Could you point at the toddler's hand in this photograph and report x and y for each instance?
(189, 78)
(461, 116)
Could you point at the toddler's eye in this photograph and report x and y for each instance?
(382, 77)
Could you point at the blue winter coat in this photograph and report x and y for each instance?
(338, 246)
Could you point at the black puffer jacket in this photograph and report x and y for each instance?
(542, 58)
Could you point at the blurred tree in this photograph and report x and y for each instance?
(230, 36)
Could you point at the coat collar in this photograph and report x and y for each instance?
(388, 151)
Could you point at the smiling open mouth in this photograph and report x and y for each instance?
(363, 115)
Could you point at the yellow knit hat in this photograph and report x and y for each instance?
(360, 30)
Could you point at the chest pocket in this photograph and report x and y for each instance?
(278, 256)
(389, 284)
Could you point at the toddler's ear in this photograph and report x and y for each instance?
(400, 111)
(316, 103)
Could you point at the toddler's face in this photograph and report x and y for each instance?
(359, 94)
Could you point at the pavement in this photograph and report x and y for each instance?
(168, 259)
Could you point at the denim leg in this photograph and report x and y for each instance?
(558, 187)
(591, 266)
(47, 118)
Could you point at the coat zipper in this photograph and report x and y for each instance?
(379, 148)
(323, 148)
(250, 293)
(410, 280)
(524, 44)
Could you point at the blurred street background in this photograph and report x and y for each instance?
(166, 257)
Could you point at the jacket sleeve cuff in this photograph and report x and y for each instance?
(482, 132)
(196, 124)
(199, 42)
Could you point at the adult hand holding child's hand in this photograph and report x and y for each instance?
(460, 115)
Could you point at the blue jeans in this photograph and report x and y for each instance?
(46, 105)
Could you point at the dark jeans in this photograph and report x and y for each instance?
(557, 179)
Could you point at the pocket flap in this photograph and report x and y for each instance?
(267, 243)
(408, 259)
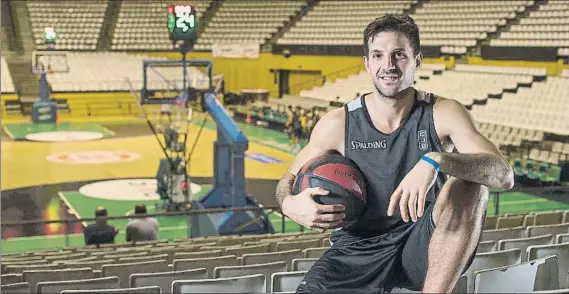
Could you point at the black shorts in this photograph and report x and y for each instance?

...

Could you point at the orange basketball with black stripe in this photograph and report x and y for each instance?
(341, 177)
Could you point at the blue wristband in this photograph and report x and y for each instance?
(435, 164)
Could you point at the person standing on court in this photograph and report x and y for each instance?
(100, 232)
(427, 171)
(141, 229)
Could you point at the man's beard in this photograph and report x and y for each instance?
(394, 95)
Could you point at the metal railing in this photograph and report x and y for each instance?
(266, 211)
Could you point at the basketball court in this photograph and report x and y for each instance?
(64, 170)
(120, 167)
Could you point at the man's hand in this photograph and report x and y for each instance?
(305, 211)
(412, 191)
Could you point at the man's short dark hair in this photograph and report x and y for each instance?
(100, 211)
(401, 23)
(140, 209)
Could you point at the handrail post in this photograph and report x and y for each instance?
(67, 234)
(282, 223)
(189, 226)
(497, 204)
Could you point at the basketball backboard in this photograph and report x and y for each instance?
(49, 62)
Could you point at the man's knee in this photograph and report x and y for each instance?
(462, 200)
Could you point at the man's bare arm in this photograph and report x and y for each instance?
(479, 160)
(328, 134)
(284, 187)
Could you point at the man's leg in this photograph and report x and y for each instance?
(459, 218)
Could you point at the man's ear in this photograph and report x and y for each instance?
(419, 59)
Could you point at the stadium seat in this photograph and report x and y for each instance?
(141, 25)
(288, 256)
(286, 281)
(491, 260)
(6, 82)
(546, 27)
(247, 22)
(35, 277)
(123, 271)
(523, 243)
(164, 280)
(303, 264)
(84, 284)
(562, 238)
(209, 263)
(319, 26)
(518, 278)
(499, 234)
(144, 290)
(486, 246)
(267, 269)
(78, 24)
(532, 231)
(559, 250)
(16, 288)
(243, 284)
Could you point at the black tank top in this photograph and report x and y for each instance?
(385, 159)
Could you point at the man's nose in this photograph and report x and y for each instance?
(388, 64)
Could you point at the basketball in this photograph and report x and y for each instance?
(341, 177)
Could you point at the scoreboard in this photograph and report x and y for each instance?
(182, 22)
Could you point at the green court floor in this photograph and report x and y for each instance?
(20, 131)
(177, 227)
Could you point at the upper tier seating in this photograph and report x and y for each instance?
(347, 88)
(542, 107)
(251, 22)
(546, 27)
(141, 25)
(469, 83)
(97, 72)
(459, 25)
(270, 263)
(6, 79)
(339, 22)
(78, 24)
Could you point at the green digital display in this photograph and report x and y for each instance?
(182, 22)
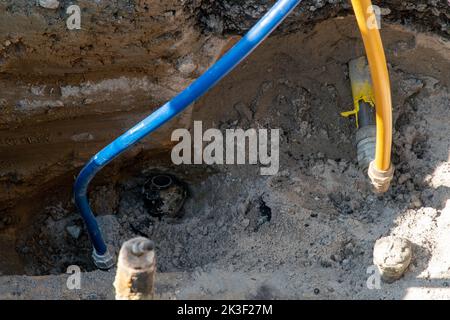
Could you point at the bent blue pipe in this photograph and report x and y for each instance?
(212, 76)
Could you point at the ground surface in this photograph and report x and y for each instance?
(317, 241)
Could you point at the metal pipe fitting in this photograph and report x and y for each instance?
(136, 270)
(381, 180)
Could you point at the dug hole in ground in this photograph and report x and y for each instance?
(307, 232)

### TASK TO CARRY OUT
Return exactly the part of the listing above that opens with the line containing "Could you point at the pocket" and closes with the line containing "Could you point at the black shorts". Pictures stay out.

### TASK ANSWER
Could you point at the pocket flap in this photograph and report x and y for each instance?
(267, 243)
(408, 259)
Could you point at the black shorts in this photograph and report x and y for each instance?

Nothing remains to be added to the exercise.